A wedding is a celebration of love, but the planning leading up to it can often cause a lot of stress. You may spend hours fine-tuning details, yet when you look back at the experience, you’re more likely to remember how you felt, not whether you had the perfect party favors or guest list. And in hindsight, there was probably something (or even lots of things) you stressed over that truly didn’t matter.

We asked members of the Thrive community to share the wedding-planning advice they would follow if they could do it all over again. These bits of wisdom can help reduce your own pre-wedding stress — and remind you to focus on what matters most.

Don’t stress if things don’t go exactly as planned

“In hindsight, the best piece of advice that I would’ve followed is that the marriage is for you, the wedding is for everyone else. Planning our destination wedding was an incredibly stressful affair — it led to countless sleepless nights and many arguments. If I were to do it all over again, I would kick back, relax, and remember that it is OK if some things don’t go according to plan because no one else knows exactly how things are supposed to be, since you are the one who planned it!”

—Erandi Palihakkara, digital marketing manager, Savannah, GA  

Be mindful of expenses

“I got married at the most expensive villa in our area. It was such a magical wedding, but we spent our entire budget on it. By 9 p.m., we both wished we had eloped instead and spent several weeks in Europe. It’s worth taking another hard look at whether or not you truly desire a big lavish wedding, or if it’s just to impress others.”

—Kathy Haan, business coach and blogger, Denver, IA

Focus on you and your partner

“The best piece of wedding planning advice I could give is a tip from my mom: Involve as few family members and friends as possible. It’s a special day for you and your partner, not them. My mom was the only person who came dress shopping with me. My husband and I told our families that we were going to elope. We planned the wedding by ourselves, and surprised them with the ceremony. We had so much fun — and so little stress!”

—Keshia Rice, dating coach, Atlanta, GA

Set boundaries with family members

“When I was planning my wedding, I read every article I could find about having a wedding on a shoestring budget. The problem with the advice I read was that it suggested I ask friends and family to help with catering, decorating, and photography. Not every family enjoys the stress and work involved in planning a wedding — it becomes something they do for you, rather than something they celebrate with you. Do an honest check-in with your family to ensure they are enthusiastic about helping with your special day. In hindsight, I would have splurged on catering and a photographer, and scrimped on the dress, flowers, and cake. I would have skipped favors entirely. I would have rather had a relaxed gathering of happy family and friends.”

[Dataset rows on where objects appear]
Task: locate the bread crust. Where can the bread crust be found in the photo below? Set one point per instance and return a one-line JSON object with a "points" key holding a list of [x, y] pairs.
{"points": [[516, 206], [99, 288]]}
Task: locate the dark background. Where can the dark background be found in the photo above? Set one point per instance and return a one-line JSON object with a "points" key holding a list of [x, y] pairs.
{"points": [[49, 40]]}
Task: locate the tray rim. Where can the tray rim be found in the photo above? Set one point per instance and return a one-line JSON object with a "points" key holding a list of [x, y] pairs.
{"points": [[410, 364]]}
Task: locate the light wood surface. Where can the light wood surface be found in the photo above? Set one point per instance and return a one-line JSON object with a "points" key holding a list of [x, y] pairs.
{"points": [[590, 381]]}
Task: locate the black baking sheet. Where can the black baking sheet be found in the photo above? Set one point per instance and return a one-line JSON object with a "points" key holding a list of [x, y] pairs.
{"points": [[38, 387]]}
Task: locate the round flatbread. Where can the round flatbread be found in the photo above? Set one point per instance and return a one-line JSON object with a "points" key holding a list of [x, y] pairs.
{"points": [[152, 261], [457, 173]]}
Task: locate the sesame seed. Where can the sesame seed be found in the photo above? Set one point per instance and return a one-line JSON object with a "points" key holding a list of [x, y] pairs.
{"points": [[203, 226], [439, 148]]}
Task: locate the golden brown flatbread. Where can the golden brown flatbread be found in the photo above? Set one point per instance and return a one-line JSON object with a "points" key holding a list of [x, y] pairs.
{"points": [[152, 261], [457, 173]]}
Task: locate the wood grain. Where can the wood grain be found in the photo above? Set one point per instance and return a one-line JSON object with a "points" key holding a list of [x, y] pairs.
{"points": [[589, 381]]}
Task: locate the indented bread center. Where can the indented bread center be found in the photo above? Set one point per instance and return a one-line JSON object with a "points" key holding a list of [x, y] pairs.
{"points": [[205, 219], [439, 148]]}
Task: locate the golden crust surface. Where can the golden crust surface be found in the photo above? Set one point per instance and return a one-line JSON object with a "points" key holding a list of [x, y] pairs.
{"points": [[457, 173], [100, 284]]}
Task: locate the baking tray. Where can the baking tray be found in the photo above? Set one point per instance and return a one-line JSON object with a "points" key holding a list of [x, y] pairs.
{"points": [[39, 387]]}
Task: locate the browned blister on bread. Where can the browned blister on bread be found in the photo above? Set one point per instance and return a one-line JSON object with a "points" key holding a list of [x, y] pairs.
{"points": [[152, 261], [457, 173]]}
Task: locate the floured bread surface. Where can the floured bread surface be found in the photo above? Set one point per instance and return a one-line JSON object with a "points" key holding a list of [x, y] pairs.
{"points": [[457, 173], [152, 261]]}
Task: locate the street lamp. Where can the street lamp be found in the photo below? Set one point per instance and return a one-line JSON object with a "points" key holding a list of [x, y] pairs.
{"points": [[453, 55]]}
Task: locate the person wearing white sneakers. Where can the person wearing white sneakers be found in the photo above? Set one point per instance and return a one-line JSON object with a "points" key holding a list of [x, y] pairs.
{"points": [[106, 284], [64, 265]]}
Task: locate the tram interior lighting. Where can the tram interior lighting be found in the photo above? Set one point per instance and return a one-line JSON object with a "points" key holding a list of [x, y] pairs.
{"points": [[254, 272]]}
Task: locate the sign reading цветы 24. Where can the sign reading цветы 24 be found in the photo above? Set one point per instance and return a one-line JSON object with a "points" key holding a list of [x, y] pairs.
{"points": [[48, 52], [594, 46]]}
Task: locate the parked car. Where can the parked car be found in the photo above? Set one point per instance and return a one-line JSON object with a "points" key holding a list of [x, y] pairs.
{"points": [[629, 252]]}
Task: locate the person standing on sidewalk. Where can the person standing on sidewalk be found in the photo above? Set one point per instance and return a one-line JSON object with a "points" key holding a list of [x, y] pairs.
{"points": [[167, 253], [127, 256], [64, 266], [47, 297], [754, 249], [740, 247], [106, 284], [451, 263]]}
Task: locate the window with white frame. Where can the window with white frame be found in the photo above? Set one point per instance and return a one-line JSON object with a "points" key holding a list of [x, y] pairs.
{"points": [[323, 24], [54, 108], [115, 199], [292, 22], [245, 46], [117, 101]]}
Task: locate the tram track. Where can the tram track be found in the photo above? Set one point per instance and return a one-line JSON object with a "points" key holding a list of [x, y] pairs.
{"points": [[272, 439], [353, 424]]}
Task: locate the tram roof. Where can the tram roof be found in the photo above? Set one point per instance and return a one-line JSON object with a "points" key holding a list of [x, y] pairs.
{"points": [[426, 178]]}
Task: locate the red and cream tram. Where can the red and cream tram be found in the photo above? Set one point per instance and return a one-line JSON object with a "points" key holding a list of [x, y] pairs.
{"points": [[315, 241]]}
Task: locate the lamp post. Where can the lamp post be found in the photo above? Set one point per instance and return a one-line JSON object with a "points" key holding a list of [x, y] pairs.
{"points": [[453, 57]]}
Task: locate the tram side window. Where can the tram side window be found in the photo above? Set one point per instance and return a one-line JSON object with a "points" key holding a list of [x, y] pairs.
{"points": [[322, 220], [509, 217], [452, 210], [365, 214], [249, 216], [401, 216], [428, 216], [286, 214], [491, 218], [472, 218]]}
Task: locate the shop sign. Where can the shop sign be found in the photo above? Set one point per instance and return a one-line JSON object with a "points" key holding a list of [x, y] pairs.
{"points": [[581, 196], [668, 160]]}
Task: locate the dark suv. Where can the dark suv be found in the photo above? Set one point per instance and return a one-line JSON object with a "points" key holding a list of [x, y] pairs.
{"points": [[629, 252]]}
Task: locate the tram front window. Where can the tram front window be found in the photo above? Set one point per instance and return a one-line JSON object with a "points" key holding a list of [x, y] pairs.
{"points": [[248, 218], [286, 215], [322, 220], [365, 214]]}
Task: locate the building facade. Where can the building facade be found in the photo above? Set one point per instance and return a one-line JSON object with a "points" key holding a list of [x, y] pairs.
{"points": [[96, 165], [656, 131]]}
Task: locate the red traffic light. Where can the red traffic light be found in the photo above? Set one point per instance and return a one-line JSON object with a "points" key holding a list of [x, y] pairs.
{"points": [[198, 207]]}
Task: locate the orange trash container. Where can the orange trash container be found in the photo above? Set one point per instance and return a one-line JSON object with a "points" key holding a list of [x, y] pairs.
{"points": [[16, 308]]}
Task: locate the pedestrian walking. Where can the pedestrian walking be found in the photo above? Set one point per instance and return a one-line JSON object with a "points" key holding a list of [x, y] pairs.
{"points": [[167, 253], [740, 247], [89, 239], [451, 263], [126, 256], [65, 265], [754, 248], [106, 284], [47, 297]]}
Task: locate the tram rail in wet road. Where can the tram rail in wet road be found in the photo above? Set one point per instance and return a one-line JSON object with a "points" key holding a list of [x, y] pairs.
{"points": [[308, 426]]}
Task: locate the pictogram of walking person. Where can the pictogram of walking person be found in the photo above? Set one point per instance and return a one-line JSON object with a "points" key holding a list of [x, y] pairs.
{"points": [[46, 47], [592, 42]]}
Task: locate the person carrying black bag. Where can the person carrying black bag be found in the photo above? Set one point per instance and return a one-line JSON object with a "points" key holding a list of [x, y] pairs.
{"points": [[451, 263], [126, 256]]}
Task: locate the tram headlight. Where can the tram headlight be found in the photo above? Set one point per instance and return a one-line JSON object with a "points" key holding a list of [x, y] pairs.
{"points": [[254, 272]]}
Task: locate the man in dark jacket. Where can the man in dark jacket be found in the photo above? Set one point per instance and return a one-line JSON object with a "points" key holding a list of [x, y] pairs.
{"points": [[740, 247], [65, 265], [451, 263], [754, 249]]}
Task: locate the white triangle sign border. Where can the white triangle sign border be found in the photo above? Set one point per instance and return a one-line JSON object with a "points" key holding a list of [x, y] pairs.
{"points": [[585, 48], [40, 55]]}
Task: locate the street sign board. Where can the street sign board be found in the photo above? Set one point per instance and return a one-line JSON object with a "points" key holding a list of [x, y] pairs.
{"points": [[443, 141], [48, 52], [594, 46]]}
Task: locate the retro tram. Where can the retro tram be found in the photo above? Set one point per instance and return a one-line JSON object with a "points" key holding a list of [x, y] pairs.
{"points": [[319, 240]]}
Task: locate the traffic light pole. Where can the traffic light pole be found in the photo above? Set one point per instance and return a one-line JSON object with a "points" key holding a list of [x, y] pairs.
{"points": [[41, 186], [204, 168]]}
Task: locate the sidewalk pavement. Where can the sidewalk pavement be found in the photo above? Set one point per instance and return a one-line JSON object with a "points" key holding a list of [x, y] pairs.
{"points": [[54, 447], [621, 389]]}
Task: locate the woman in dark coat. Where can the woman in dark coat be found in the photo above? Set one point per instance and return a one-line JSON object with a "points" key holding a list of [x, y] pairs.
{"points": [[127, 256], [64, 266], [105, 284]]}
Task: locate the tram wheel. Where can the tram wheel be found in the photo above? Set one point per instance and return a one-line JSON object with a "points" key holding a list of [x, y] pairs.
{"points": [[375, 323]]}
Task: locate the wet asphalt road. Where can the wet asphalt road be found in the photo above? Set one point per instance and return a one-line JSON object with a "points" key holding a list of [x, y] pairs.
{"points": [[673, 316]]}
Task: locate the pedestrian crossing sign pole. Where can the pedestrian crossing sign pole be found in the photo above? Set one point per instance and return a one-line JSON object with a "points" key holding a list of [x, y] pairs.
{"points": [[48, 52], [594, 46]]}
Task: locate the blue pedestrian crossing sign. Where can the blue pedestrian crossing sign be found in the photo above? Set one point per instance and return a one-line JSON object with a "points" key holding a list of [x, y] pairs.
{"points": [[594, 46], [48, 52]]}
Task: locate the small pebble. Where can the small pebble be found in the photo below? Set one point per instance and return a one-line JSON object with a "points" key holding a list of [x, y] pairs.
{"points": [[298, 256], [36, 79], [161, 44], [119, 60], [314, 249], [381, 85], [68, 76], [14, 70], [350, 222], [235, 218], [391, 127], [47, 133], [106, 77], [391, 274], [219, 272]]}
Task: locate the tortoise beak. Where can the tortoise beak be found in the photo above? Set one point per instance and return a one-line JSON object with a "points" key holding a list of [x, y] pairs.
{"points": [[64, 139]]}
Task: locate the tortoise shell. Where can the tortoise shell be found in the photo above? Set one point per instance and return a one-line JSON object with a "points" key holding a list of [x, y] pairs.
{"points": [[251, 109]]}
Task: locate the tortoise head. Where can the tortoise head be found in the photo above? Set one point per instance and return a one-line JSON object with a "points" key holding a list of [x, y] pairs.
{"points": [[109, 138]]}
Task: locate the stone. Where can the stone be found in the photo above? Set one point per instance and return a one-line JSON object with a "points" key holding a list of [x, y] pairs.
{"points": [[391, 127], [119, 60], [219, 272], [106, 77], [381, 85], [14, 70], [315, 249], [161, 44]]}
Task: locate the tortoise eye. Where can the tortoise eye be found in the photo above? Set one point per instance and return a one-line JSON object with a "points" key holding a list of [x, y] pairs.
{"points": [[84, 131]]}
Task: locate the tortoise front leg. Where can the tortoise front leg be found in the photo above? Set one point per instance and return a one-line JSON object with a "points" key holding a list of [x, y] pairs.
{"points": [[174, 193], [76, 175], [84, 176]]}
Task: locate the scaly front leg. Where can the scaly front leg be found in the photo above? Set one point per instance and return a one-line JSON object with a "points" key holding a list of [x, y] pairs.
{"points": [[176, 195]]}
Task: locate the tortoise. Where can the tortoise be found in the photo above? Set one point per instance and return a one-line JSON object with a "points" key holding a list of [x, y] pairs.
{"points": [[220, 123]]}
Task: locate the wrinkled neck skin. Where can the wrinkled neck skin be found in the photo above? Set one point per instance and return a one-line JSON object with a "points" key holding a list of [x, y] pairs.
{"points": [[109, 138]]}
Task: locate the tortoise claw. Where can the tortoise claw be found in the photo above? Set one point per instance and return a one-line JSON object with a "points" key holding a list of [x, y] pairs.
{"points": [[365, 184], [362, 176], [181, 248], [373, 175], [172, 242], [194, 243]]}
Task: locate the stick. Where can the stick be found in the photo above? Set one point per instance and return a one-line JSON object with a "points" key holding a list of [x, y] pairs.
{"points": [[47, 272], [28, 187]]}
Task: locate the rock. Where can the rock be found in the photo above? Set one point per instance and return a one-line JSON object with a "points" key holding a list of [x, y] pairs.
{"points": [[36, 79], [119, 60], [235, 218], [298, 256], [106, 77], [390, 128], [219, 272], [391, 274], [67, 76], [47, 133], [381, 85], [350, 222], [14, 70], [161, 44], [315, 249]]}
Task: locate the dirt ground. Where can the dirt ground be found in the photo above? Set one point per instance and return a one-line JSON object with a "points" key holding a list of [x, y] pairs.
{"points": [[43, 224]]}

**PROMPT**
In the wedding-planning text, translate the sentence "It's a special day for you and your partner, not them." into Spanish.

**EXPECTED OUTPUT**
Es un día especial para ti y tu pareja, no para ellos.